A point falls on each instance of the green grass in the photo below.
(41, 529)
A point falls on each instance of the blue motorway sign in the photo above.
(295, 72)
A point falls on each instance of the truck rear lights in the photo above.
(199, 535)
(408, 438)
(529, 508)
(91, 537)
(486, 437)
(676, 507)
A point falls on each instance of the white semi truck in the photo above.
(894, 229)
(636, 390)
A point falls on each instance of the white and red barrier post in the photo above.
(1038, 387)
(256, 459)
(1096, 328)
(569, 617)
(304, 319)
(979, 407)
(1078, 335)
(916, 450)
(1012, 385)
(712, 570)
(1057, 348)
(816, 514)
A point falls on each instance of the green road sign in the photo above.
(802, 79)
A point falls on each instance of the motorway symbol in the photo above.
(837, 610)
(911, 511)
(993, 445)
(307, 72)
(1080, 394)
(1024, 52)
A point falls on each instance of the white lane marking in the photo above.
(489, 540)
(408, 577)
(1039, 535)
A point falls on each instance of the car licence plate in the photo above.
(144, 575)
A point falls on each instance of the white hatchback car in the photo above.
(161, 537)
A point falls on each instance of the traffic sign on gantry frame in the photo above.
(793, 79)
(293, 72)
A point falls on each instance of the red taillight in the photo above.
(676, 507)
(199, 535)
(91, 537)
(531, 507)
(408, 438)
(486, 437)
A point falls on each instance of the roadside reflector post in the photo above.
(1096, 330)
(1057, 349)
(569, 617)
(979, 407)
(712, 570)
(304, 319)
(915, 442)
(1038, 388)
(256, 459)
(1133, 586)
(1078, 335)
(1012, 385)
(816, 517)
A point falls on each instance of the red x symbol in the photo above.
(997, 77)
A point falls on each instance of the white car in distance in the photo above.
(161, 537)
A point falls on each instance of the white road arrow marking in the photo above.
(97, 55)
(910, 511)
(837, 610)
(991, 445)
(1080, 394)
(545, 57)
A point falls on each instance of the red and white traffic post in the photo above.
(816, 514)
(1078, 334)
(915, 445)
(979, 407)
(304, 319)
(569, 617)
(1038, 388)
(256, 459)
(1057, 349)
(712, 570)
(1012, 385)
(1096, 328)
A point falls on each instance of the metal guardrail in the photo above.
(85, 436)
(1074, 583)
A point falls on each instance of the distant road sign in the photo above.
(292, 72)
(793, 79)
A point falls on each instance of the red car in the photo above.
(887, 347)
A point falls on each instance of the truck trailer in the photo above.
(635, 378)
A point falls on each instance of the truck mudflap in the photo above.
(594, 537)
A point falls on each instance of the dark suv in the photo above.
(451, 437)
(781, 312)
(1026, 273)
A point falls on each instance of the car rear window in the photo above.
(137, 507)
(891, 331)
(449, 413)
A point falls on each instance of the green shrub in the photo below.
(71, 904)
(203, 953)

WHAT THE TASK ASKS - Could you rewrite all of the data above, replacing "licence plate" with "license plate" and leaving everything else unchanged?

IN RESPONSE -
A point falls on each instance of the green grass in the photo below.
(41, 529)
A point falls on each instance of the blue motorway sign in the photo above.
(295, 72)
A point falls on each instance of the truck rear lights in the photo above.
(199, 535)
(408, 438)
(529, 508)
(91, 537)
(486, 437)
(676, 507)
A point falls on each instance of the white semi truck in the photo above.
(894, 229)
(636, 390)
A point falls on each instance of the white and red barrier post in the photo above.
(1038, 387)
(256, 459)
(1096, 328)
(569, 617)
(304, 319)
(979, 407)
(1078, 335)
(916, 450)
(1012, 385)
(712, 570)
(1057, 348)
(816, 514)
A point falls on each instance of the green road sign in the photo above.
(802, 79)
A point falls on each instance of the motorway symbol in the photo above.
(837, 610)
(911, 511)
(993, 445)
(307, 72)
(1080, 394)
(1024, 52)
A point falls on each instance of the white lane marking in the photo above.
(489, 540)
(408, 577)
(1039, 535)
A point falls on each instance of the car license plate in the photo above.
(144, 575)
A point falls on each instance of the white hatchback car in the photo above.
(161, 537)
A point falls on each instance of the traffic sign on gantry frame in the photo above.
(793, 79)
(293, 72)
A point falls on each instance of the red taillight in the photo above.
(676, 507)
(199, 535)
(91, 537)
(531, 507)
(408, 438)
(486, 437)
A point falls on each instance of the roadside reflector post in the photo above.
(1096, 330)
(1057, 349)
(569, 617)
(979, 407)
(712, 570)
(304, 319)
(915, 442)
(1038, 388)
(256, 459)
(1133, 586)
(1078, 335)
(1012, 385)
(816, 517)
A point falls on each instance of the red x symbol in the photo above.
(997, 77)
A point falls on each instance of the white car in distance in the photo above.
(161, 537)
A point falls on each instance of the white road arrow marking in the photo above.
(97, 55)
(910, 511)
(837, 610)
(991, 445)
(1080, 394)
(545, 57)
A point falls on each instance of the red and white traffic post in the photo above.
(816, 514)
(1078, 334)
(915, 445)
(979, 407)
(304, 319)
(569, 617)
(1038, 388)
(256, 459)
(1057, 349)
(712, 570)
(1012, 385)
(1096, 328)
A point falls on each instance of the metal guardrail in the photo above.
(85, 436)
(1074, 583)
A point falls on each instance of the distant road sign in the photo above.
(292, 72)
(793, 79)
A point falls on each instance of the red car in the photo above.
(887, 347)
A point falls on each instance of the truck trailer in the photo above.
(635, 378)
A point falls on each instance of the truck mudflap in the photo above.
(594, 537)
A point falls on each instance of the dark suv in the photo above.
(451, 437)
(781, 312)
(1026, 273)
A point falls on each instance of the car rear window in the photo above.
(137, 507)
(891, 331)
(449, 413)
A point falls on each instance of the green shrub in the photo below.
(71, 904)
(203, 953)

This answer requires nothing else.